_SUPPLIED TEXT_:
◆ ◆ ◆

It was the beginning of a downward spiral for the teen. In February 1995, after Van Strum and Paul Merrell had separated, the Lincoln County Circuit Court issued a domestic violence restraining order against Paul. Four months later, Jordan was popped for spray-painting gang-related graffiti (“OGJSM,” which stood for Original Gangster Jordan Scott Merrell) on a wall at Waldport Middle School. He was charged with criminal mischief and placed in the Lincoln County Shelter Home, a juvenile facility. He told therapists he’d been dabbling in pot since the age of 6, hallucinogens since the age of 7, and alcohol since the age of 10.
Steinberg’s investigation shows that numerous counselors documented Jordan’s deteriorating mental state. He was described at various points between 1995 and 1997 as being “self-destructive,” “depressive,” “at-risk.” One psychologist described him as “dysphoric,” an agitated state often associated with depression, psychosis, and thoughts of suicide.
Partly as a result of the graffiti incident, Jordan was accepted at Bob Belloni Ranch—a juvenile treatment center in Coos Bay—but when asked to sign a consent form, Paul Merrell opposed the treatment plan.
According to a report from Skipworth Juvenile Facility, where Jordan was taken after his arrest for Bonci’s murder, Jordan complained about “spiders coming through the cracks in the wall.” At one point he drew a cross on the wall of his room with his own blood. He was placed on suicide watch.

◆ ◆ ◆

_MATERIAL PROVIDED_:
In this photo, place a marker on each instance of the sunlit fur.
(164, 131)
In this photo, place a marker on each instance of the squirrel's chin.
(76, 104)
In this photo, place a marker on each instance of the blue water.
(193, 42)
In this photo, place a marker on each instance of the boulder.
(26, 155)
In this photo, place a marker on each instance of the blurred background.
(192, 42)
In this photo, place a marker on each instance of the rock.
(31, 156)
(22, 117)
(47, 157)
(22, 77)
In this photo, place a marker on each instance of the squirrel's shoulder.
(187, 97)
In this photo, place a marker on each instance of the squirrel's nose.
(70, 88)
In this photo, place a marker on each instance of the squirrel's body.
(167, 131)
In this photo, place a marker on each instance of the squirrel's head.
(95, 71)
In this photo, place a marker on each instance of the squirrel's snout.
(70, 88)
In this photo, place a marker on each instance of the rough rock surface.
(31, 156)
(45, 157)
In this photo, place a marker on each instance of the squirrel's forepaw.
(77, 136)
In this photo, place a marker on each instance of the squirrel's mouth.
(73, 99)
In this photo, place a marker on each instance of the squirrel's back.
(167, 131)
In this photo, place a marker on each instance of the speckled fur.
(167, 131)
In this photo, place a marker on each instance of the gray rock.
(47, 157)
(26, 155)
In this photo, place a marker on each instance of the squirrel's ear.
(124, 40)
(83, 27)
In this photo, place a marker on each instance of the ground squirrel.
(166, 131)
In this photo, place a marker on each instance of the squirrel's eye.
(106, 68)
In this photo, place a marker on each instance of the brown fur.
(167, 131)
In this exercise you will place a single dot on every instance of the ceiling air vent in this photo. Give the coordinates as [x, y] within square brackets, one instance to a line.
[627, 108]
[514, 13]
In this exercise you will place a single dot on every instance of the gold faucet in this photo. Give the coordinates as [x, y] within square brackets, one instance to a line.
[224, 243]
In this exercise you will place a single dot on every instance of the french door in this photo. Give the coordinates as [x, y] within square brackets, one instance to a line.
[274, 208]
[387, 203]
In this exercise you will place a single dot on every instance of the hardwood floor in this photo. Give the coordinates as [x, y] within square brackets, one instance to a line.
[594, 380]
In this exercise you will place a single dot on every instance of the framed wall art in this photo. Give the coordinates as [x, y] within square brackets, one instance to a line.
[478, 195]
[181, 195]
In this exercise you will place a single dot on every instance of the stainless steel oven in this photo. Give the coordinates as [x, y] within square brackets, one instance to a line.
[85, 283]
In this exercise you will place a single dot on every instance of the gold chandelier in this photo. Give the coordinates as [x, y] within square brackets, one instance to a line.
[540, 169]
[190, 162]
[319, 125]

◆ ◆ ◆

_PROMPT 1_:
Return the portion of the Jordan Merrell passage between "Steinberg’s investigation shows" and "on suicide watch.", inclusive.
_PROMPT 2_:
For each of the following statements, state yes or no according to whether it agrees with the Jordan Merrell passage, and support each answer with the deciding words of the passage, quoted exactly. (a) Jordan was charged with criminal mischief after the graffiti incident. (b) Paul Merrell consented to the treatment plan at Bob Belloni Ranch. (c) The domestic violence restraining order against Paul was issued in February 1995.
_PROMPT 3_:
List every term that the Jordan Merrell passage quotes counselors or a psychologist using to describe Jordan.

_EXERCISE ANSWER 1_:
Steinberg’s investigation shows that numerous counselors documented Jordan’s deteriorating mental state. He was described at various points between 1995 and 1997 as being “self-destructive,” “depressive,” “at-risk.” One psychologist described him as “dysphoric,” an agitated state often associated with depression, psychosis, and thoughts of suicide.
Partly as a result of the graffiti incident, Jordan was accepted at Bob Belloni Ranch—a juvenile treatment center in Coos Bay—but when asked to sign a consent form, Paul Merrell opposed the treatment plan.
According to a report from Skipworth Juvenile Facility, where Jordan was taken after his arrest for Bonci’s murder, Jordan complained about “spiders coming through the cracks in the wall.” At one point he drew a cross on the wall of his room with his own blood. He was placed on suicide watch.

_EXERCISE ANSWER 2_:
(a) Yes: "He was charged with criminal mischief and placed in the Lincoln County Shelter Home, a juvenile facility."
(b) No: "when asked to sign a consent form, Paul Merrell opposed the treatment plan."
(c) Yes: "In February 1995, after Van Strum and Paul Merrell had separated, the Lincoln County Circuit Court issued a domestic violence restraining order against Paul."

_EXERCISE ANSWER 3_:
self-destructive
depressive
at-risk
dysphoric